### Listed records

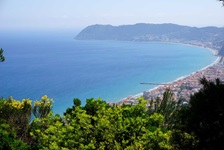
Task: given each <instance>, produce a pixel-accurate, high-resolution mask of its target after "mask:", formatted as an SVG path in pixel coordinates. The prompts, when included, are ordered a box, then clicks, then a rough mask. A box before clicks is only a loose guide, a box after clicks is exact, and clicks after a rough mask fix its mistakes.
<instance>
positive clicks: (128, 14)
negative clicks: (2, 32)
mask: <svg viewBox="0 0 224 150" xmlns="http://www.w3.org/2000/svg"><path fill="white" fill-rule="evenodd" d="M135 23H176V24H181V25H190V26H197V27H202V26H219V27H224V7H223V6H222V3H221V2H218V1H217V0H0V29H5V28H8V29H12V28H14V29H15V28H16V29H17V28H18V29H32V28H35V29H36V28H38V29H55V28H61V29H82V28H84V27H86V26H88V25H91V24H112V25H124V24H135Z"/></svg>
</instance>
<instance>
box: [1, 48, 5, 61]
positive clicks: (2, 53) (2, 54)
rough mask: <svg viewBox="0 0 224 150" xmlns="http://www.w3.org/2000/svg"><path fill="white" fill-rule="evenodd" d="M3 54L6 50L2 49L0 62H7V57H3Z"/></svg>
mask: <svg viewBox="0 0 224 150" xmlns="http://www.w3.org/2000/svg"><path fill="white" fill-rule="evenodd" d="M3 52H4V50H3V49H2V48H1V49H0V62H3V61H5V57H4V56H3Z"/></svg>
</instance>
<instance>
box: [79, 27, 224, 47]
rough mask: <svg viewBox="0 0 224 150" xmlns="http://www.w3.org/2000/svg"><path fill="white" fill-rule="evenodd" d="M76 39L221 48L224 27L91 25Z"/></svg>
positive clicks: (80, 33)
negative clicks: (163, 42)
mask: <svg viewBox="0 0 224 150" xmlns="http://www.w3.org/2000/svg"><path fill="white" fill-rule="evenodd" d="M75 39H77V40H123V41H162V42H179V43H187V44H194V45H200V46H205V47H210V48H215V49H218V50H220V49H221V48H222V47H223V46H224V28H217V27H203V28H197V27H189V26H181V25H176V24H144V23H139V24H135V25H122V26H112V25H91V26H88V27H86V28H85V29H83V30H82V31H81V32H80V33H79V34H78V35H77V36H76V37H75Z"/></svg>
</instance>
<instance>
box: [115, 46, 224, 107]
mask: <svg viewBox="0 0 224 150" xmlns="http://www.w3.org/2000/svg"><path fill="white" fill-rule="evenodd" d="M175 44H183V45H187V46H193V47H200V48H204V49H206V50H209V51H211V53H212V54H213V55H214V56H217V58H216V60H215V61H213V62H212V63H211V64H209V65H207V66H205V67H203V68H201V69H199V70H197V71H194V72H192V73H190V74H187V75H184V76H181V77H178V78H176V79H175V80H173V81H169V82H166V83H164V84H167V85H158V86H156V87H154V88H151V89H149V90H146V91H144V92H141V93H138V94H135V95H129V96H127V97H125V98H123V99H121V100H120V101H119V102H118V103H125V104H130V103H137V102H136V98H139V97H140V96H144V95H145V94H146V93H152V92H154V91H158V90H159V89H160V88H166V89H167V87H170V86H172V85H175V83H177V82H181V81H183V80H187V79H188V78H191V77H192V78H193V76H194V75H196V74H197V73H199V74H203V72H206V69H208V68H209V67H213V66H215V65H217V64H219V62H220V61H221V60H222V57H221V56H218V55H217V54H218V50H217V49H212V48H209V47H204V46H202V45H193V44H187V43H175ZM159 96H161V93H160V95H158V96H157V97H159ZM144 97H145V96H144Z"/></svg>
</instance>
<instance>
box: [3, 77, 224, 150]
mask: <svg viewBox="0 0 224 150" xmlns="http://www.w3.org/2000/svg"><path fill="white" fill-rule="evenodd" d="M201 83H202V84H203V88H202V89H201V90H200V91H199V92H198V93H196V94H194V95H193V96H191V99H190V102H189V105H185V106H182V105H181V101H174V99H173V96H172V95H173V94H172V92H171V91H169V90H168V91H166V92H165V93H164V96H163V99H159V98H158V99H156V100H151V101H146V100H144V98H143V97H140V98H139V103H138V104H137V105H121V106H118V105H113V106H110V105H108V104H107V103H106V102H105V101H102V100H101V99H97V100H95V99H87V101H86V104H85V106H81V101H80V100H79V99H74V101H73V102H74V106H72V107H71V108H68V109H67V110H66V112H65V113H64V116H63V117H61V116H59V115H55V116H54V115H52V114H53V113H52V112H51V108H52V103H53V100H52V99H50V98H48V97H47V96H43V97H42V98H41V100H40V101H36V102H35V103H34V106H32V103H31V101H30V100H28V99H25V100H23V101H22V102H21V101H17V100H14V99H13V98H9V99H1V100H0V119H1V122H0V142H1V143H0V146H1V147H0V149H217V147H218V149H220V148H221V149H222V148H223V142H222V139H224V134H223V133H224V131H223V129H224V127H223V125H224V122H223V121H224V118H223V116H224V115H223V114H224V112H223V111H224V105H223V101H224V84H223V83H222V82H221V81H219V80H216V82H215V83H214V82H211V81H207V80H206V79H202V80H201ZM146 103H148V104H150V107H146ZM31 115H33V116H35V119H34V120H32V121H31V120H30V117H31Z"/></svg>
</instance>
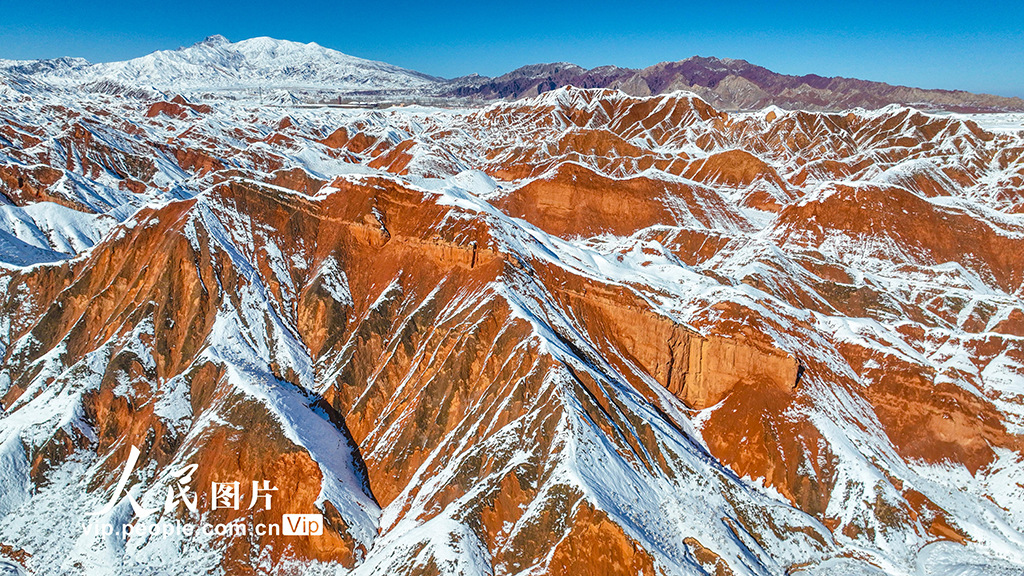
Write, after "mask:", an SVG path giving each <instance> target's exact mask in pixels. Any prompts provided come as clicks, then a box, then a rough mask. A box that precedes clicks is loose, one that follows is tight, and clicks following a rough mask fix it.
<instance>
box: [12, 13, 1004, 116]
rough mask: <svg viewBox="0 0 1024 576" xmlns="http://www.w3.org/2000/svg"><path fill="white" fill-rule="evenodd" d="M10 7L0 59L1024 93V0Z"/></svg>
mask: <svg viewBox="0 0 1024 576" xmlns="http://www.w3.org/2000/svg"><path fill="white" fill-rule="evenodd" d="M0 14H2V17H0V58H38V57H56V56H61V55H76V56H82V57H85V58H88V59H90V60H92V61H104V60H118V59H127V58H131V57H135V56H140V55H142V54H145V53H148V52H152V51H154V50H158V49H173V48H177V47H178V46H182V45H188V44H191V43H194V42H197V41H200V40H202V39H203V38H205V37H206V36H209V35H212V34H223V35H224V36H226V37H227V38H229V39H230V40H243V39H245V38H251V37H255V36H271V37H274V38H282V39H288V40H296V41H301V42H317V43H318V44H322V45H324V46H328V47H331V48H335V49H338V50H341V51H343V52H345V53H348V54H352V55H356V56H361V57H367V58H372V59H378V60H384V61H388V63H391V64H394V65H397V66H401V67H404V68H411V69H414V70H419V71H421V72H425V73H427V74H433V75H436V76H443V77H454V76H461V75H464V74H470V73H478V74H483V75H487V76H495V75H499V74H502V73H505V72H508V71H510V70H513V69H515V68H518V67H519V66H522V65H526V64H535V63H541V61H559V60H565V61H572V63H575V64H579V65H581V66H586V67H588V68H589V67H594V66H601V65H608V64H612V65H617V66H625V67H632V68H639V67H644V66H649V65H652V64H656V63H658V61H664V60H677V59H682V58H685V57H688V56H691V55H695V54H698V55H706V56H707V55H714V56H720V57H734V58H743V59H746V60H750V61H752V63H754V64H758V65H761V66H764V67H766V68H769V69H771V70H773V71H775V72H780V73H784V74H798V75H800V74H811V73H813V74H820V75H822V76H847V77H854V78H862V79H866V80H879V81H883V82H889V83H893V84H906V85H911V86H920V87H925V88H955V89H965V90H971V91H976V92H989V93H996V94H1002V95H1016V96H1024V4H1021V3H1020V2H1019V1H1018V2H1008V1H987V0H976V1H974V2H966V1H957V2H950V1H945V0H933V1H912V2H908V1H904V2H887V3H882V2H879V3H870V2H851V1H846V0H840V1H826V0H818V1H788V2H774V3H772V2H740V1H736V0H718V1H715V0H711V1H707V0H706V1H702V2H690V1H679V2H671V3H670V2H652V1H648V0H631V1H617V2H609V1H605V0H590V1H586V2H575V3H571V4H567V3H556V2H550V1H549V2H542V1H534V0H524V1H519V2H499V3H487V2H466V1H440V2H435V3H407V2H401V1H393V2H381V1H379V0H367V1H362V2H347V1H334V2H309V1H303V0H290V1H282V0H271V1H265V0H252V1H249V2H233V1H232V2H216V3H212V5H211V4H208V3H207V2H200V1H195V0H171V1H163V2H113V1H109V0H94V1H84V0H80V1H78V2H67V1H61V0H34V1H31V2H26V1H19V0H14V1H11V0H3V1H2V3H0Z"/></svg>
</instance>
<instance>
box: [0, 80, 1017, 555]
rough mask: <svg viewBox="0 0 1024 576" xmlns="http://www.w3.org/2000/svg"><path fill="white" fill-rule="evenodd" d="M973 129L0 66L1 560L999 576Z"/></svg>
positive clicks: (999, 471) (997, 181)
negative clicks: (45, 78)
mask: <svg viewBox="0 0 1024 576" xmlns="http://www.w3.org/2000/svg"><path fill="white" fill-rule="evenodd" d="M977 120H978V121H979V122H981V123H982V125H979V123H978V122H976V121H975V120H971V119H968V118H962V117H938V116H930V115H927V114H922V113H919V112H915V111H913V110H909V109H897V108H890V109H884V110H881V111H876V112H862V111H861V112H852V113H842V114H815V113H806V112H798V113H786V112H784V111H781V110H777V109H773V110H767V111H761V112H757V113H751V114H726V113H724V112H721V111H719V110H716V109H715V108H714V107H713V106H711V105H709V104H708V102H706V101H703V100H702V99H700V98H698V97H696V96H694V95H686V94H674V95H671V96H658V97H638V96H629V95H627V94H625V93H623V92H616V91H613V90H581V89H574V88H573V89H562V90H556V91H553V92H551V93H546V94H544V95H543V96H540V97H537V98H532V99H525V100H522V101H517V102H502V104H498V105H495V106H492V107H487V108H483V109H480V110H475V111H465V110H458V111H447V110H441V109H408V110H407V109H393V110H384V111H381V110H338V109H304V108H293V109H289V108H263V107H260V106H258V104H256V102H246V101H239V102H223V101H217V102H212V104H207V105H201V104H198V102H196V101H191V100H189V99H186V98H184V97H172V98H170V99H164V98H161V99H156V100H147V101H132V100H123V99H117V98H113V97H110V96H104V95H97V94H91V95H90V94H82V93H77V94H76V95H75V97H74V98H72V97H71V96H70V95H69V93H62V94H50V93H48V92H46V91H35V90H34V89H32V87H31V86H30V87H22V88H19V90H14V91H8V92H0V182H2V183H0V192H2V193H3V198H4V199H5V201H4V204H3V205H2V206H0V209H2V220H0V260H2V261H3V262H4V264H3V268H2V269H0V270H2V272H0V288H2V291H0V356H2V358H3V365H2V369H0V403H2V406H3V409H4V412H3V418H2V419H0V470H2V472H0V474H2V475H3V476H2V480H0V481H2V483H3V484H2V485H3V487H4V491H3V493H2V494H0V542H2V544H3V546H2V547H0V554H3V556H4V557H5V558H10V559H13V560H14V561H16V562H18V563H20V564H23V565H25V566H26V567H27V569H28V570H29V571H30V572H32V573H35V574H105V573H114V572H115V571H116V572H117V573H127V574H152V573H155V572H161V573H171V574H198V573H212V574H264V573H274V574H288V573H308V574H321V573H325V574H327V573H331V574H337V573H343V574H344V573H351V574H379V573H384V572H394V573H400V574H436V573H442V574H527V573H529V574H594V573H602V574H780V573H785V572H790V573H801V572H804V573H809V574H825V573H835V572H828V571H829V570H831V571H835V570H840V571H845V572H848V573H891V574H919V573H926V574H934V573H942V570H943V569H944V568H943V567H952V569H953V570H962V571H965V570H976V571H988V572H990V573H1008V574H1010V573H1015V572H1014V571H1015V570H1016V571H1019V566H1020V565H1022V564H1024V558H1021V557H1020V553H1019V551H1018V550H1020V549H1024V547H1022V545H1021V544H1022V543H1024V526H1022V525H1021V519H1022V518H1024V510H1022V509H1021V502H1022V501H1024V498H1022V496H1024V492H1022V491H1024V489H1022V488H1021V484H1022V483H1024V464H1022V462H1024V459H1022V457H1021V449H1022V445H1021V434H1022V430H1024V428H1022V425H1024V408H1022V400H1021V389H1020V382H1021V381H1024V380H1022V378H1024V341H1022V338H1021V335H1022V328H1021V327H1022V326H1024V312H1022V311H1024V302H1022V284H1021V282H1022V274H1024V270H1022V266H1021V261H1022V259H1021V258H1020V257H1019V255H1020V254H1022V253H1024V240H1022V239H1024V222H1022V221H1021V217H1020V216H1021V205H1022V202H1024V200H1022V199H1024V193H1022V189H1021V175H1022V174H1024V165H1022V161H1024V155H1021V154H1020V151H1021V150H1024V146H1022V143H1021V139H1022V135H1021V133H1020V132H1014V131H1012V130H1010V131H1008V130H1001V131H1000V130H990V129H986V128H985V127H983V125H984V122H985V120H986V119H985V118H978V119H977ZM133 446H134V447H136V448H138V450H139V458H138V465H137V466H136V468H135V470H134V472H133V475H132V477H131V483H130V485H129V490H130V492H129V493H130V494H131V495H132V497H133V498H135V499H136V501H137V502H138V503H139V505H141V506H142V507H145V508H153V509H156V510H157V511H155V512H153V513H152V515H148V516H146V517H145V518H144V519H143V518H138V515H137V513H136V512H135V511H134V510H133V509H132V506H131V504H130V502H129V500H128V499H127V498H126V497H124V494H118V493H117V485H118V479H119V476H120V474H121V471H122V470H123V468H124V464H125V461H126V460H127V458H128V457H129V455H130V454H131V447H133ZM191 464H195V465H196V467H195V470H194V472H191V487H193V488H195V489H196V493H197V496H198V501H197V506H196V507H197V509H196V510H195V511H194V510H191V509H189V508H187V507H186V506H183V505H177V506H175V507H172V508H168V509H167V510H165V509H164V502H165V497H166V494H167V490H168V489H169V488H174V487H175V486H176V483H177V479H179V478H180V475H178V472H179V471H180V470H181V469H183V468H186V467H187V466H189V465H191ZM176 475H177V476H176ZM263 480H265V481H267V482H268V483H269V486H272V487H275V488H276V491H274V492H273V494H272V497H273V500H272V501H273V505H272V507H271V509H269V510H267V509H263V506H254V507H253V508H247V506H248V504H249V501H248V500H246V501H244V502H243V504H242V505H241V506H239V509H234V508H232V507H228V508H223V507H220V508H217V509H214V508H213V501H212V499H213V495H212V494H211V492H210V490H208V488H209V487H210V486H211V485H212V484H213V483H232V482H240V483H242V484H243V485H246V487H247V488H248V485H249V483H250V482H252V481H263ZM250 491H251V490H250ZM246 495H247V496H248V492H247V494H246ZM112 497H114V498H115V505H114V506H113V507H112V508H111V509H110V510H106V511H105V512H103V513H102V515H99V516H97V517H94V518H93V517H88V518H87V516H86V515H88V513H89V512H92V511H95V510H97V509H102V507H103V504H104V503H105V502H108V501H110V499H111V498H112ZM284 513H318V515H322V516H323V518H324V519H325V528H324V534H323V535H321V536H308V537H297V536H284V535H280V534H255V532H254V530H255V527H256V526H257V525H262V524H265V523H268V522H274V521H278V520H279V519H280V518H281V516H282V515H284ZM90 523H93V524H103V523H108V524H111V525H113V526H116V527H118V530H117V531H114V533H112V534H110V535H103V534H102V533H99V534H96V533H90V532H88V531H86V532H83V528H86V527H88V526H89V525H90ZM174 523H179V524H180V523H190V524H196V525H199V526H204V525H215V524H228V523H233V524H234V525H238V526H243V527H246V531H245V533H244V534H240V533H234V532H230V533H225V534H212V535H205V536H204V535H202V534H201V535H199V536H195V535H193V536H182V535H170V536H166V537H164V536H153V535H152V534H144V533H143V529H144V528H146V527H151V526H156V527H158V528H160V527H162V526H170V525H173V524H174ZM126 525H127V526H129V527H133V528H134V527H137V528H138V531H137V532H135V531H134V530H132V529H124V528H123V527H124V526H126ZM127 532H131V534H130V535H128V534H127Z"/></svg>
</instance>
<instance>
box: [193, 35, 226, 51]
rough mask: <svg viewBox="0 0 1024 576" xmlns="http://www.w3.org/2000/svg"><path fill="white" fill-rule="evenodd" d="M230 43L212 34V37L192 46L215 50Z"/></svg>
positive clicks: (195, 43) (203, 40)
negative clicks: (206, 46)
mask: <svg viewBox="0 0 1024 576" xmlns="http://www.w3.org/2000/svg"><path fill="white" fill-rule="evenodd" d="M230 43H231V41H230V40H228V39H227V38H224V37H223V36H221V35H219V34H214V35H213V36H207V37H206V38H204V39H203V41H202V42H197V43H195V44H193V45H194V46H209V47H211V48H215V47H217V46H223V45H224V44H230Z"/></svg>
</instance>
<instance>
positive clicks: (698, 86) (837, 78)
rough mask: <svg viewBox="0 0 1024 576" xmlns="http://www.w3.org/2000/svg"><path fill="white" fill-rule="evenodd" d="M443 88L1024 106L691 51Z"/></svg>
mask: <svg viewBox="0 0 1024 576" xmlns="http://www.w3.org/2000/svg"><path fill="white" fill-rule="evenodd" d="M451 83H452V84H453V86H452V87H451V88H450V89H447V90H446V91H444V92H443V93H447V94H452V95H458V96H471V97H483V98H522V97H531V96H536V95H538V94H541V93H543V92H546V91H549V90H554V89H555V88H560V87H564V86H574V87H578V88H615V89H618V90H623V91H624V92H626V93H629V94H633V95H636V96H649V95H654V94H667V93H670V92H673V91H676V90H689V91H692V92H694V93H696V94H698V95H699V96H700V97H701V98H703V99H705V100H707V101H708V102H710V104H712V105H713V106H716V107H718V108H721V109H724V110H760V109H762V108H765V107H767V106H771V105H774V106H778V107H781V108H784V109H786V110H812V111H822V110H825V111H827V110H847V109H851V108H865V109H878V108H883V107H885V106H887V105H891V104H901V105H913V106H920V107H925V108H928V109H930V110H946V111H952V112H1011V111H1022V110H1024V100H1022V99H1021V98H1018V97H1004V96H994V95H991V94H972V93H970V92H965V91H963V90H925V89H921V88H910V87H907V86H892V85H890V84H885V83H883V82H870V81H866V80H857V79H854V78H841V77H836V78H825V77H822V76H818V75H816V74H808V75H805V76H791V75H785V74H777V73H774V72H772V71H770V70H768V69H766V68H763V67H760V66H756V65H753V64H750V63H748V61H746V60H741V59H731V58H716V57H701V56H693V57H690V58H686V59H684V60H679V61H666V63H660V64H656V65H654V66H651V67H647V68H644V69H642V70H634V69H629V68H618V67H614V66H605V67H600V68H595V69H592V70H587V69H584V68H581V67H579V66H575V65H572V64H567V63H559V64H547V65H532V66H524V67H522V68H519V69H517V70H514V71H512V72H510V73H508V74H505V75H503V76H499V77H497V78H484V77H477V76H470V77H465V78H457V79H455V80H453V81H451Z"/></svg>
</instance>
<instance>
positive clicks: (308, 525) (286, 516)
mask: <svg viewBox="0 0 1024 576" xmlns="http://www.w3.org/2000/svg"><path fill="white" fill-rule="evenodd" d="M283 520H284V521H285V522H284V524H285V525H284V526H283V527H282V531H281V532H282V534H284V535H285V536H319V535H322V534H324V515H284V519H283Z"/></svg>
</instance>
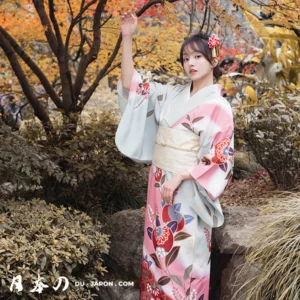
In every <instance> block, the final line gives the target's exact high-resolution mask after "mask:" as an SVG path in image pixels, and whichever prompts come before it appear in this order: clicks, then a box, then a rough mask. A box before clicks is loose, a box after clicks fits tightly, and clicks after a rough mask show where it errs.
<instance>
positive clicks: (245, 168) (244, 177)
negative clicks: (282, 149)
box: [233, 151, 262, 179]
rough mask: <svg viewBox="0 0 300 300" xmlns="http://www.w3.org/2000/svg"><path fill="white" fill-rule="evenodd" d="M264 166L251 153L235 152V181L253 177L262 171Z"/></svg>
mask: <svg viewBox="0 0 300 300" xmlns="http://www.w3.org/2000/svg"><path fill="white" fill-rule="evenodd" d="M261 169H262V166H261V165H260V164H258V163H257V162H256V160H255V156H254V155H253V154H252V153H251V152H250V154H248V153H246V152H239V151H234V172H233V178H234V179H243V178H248V177H250V176H252V175H253V174H254V173H256V172H258V171H260V170H261Z"/></svg>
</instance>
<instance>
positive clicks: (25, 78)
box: [0, 31, 52, 134]
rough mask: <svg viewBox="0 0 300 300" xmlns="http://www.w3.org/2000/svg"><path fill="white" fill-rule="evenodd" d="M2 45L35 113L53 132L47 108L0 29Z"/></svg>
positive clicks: (40, 120)
mask: <svg viewBox="0 0 300 300" xmlns="http://www.w3.org/2000/svg"><path fill="white" fill-rule="evenodd" d="M0 47H1V48H2V49H3V51H4V53H5V55H6V57H7V58H8V60H9V62H10V65H11V67H12V69H13V71H14V73H15V74H16V76H17V78H18V80H19V83H20V85H21V87H22V90H23V92H24V94H25V96H26V98H27V99H28V101H29V103H30V105H31V106H32V108H33V110H34V114H35V115H36V116H37V117H38V118H39V120H40V121H41V122H42V124H43V127H44V129H45V131H46V133H47V134H50V133H52V124H51V121H50V119H49V116H48V114H47V112H46V110H45V109H44V108H43V106H42V105H41V103H40V102H39V101H38V100H37V98H36V96H35V95H34V93H33V91H32V89H31V87H30V84H29V82H28V80H27V78H26V75H25V74H24V72H23V70H22V67H21V66H20V64H19V61H18V57H17V55H16V53H15V52H14V50H13V48H12V47H11V45H10V43H9V41H8V40H7V39H6V38H5V36H4V35H3V34H2V32H1V31H0Z"/></svg>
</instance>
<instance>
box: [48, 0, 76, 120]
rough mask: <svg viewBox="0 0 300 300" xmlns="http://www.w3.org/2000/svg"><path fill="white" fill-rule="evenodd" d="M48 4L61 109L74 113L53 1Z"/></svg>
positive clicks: (71, 78) (71, 95) (67, 56)
mask: <svg viewBox="0 0 300 300" xmlns="http://www.w3.org/2000/svg"><path fill="white" fill-rule="evenodd" d="M48 4H49V14H50V19H51V22H52V24H53V27H54V31H55V34H56V38H57V41H58V49H57V60H58V66H59V72H60V77H61V85H62V98H63V107H64V110H65V113H66V114H68V113H69V112H70V109H73V110H74V111H75V106H76V104H75V97H74V93H73V83H72V77H71V72H70V70H69V65H68V56H66V55H65V54H66V52H65V46H64V43H63V40H62V36H61V32H60V29H59V25H58V22H57V19H56V17H55V12H54V2H53V0H48Z"/></svg>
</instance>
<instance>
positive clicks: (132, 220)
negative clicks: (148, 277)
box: [105, 209, 145, 280]
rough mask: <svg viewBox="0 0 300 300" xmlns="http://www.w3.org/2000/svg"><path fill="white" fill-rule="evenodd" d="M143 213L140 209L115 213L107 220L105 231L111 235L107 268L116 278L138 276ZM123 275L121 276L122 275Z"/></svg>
mask: <svg viewBox="0 0 300 300" xmlns="http://www.w3.org/2000/svg"><path fill="white" fill-rule="evenodd" d="M144 218H145V213H144V212H143V211H142V210H141V209H136V210H124V211H120V212H118V213H115V214H114V215H113V216H112V217H111V219H110V220H109V221H108V222H107V224H106V228H105V232H106V233H107V234H110V235H111V238H110V241H111V244H110V250H109V256H108V257H107V260H106V261H107V262H108V264H109V269H110V270H111V271H112V272H113V273H114V274H116V275H118V278H129V279H131V280H136V279H137V278H139V274H140V266H141V262H142V252H143V251H142V250H143V249H142V248H143V237H144ZM122 276H123V277H122Z"/></svg>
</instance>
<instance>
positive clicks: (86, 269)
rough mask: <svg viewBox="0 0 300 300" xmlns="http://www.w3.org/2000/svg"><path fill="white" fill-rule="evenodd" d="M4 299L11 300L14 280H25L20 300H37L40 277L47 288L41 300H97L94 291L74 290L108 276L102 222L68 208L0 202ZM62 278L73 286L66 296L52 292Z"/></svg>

######

* **What needs to be done**
Where the string "each" appears in a line of the entries, that line counts; state the total number of such lines and nothing else.

* **Answer to the exercise**
2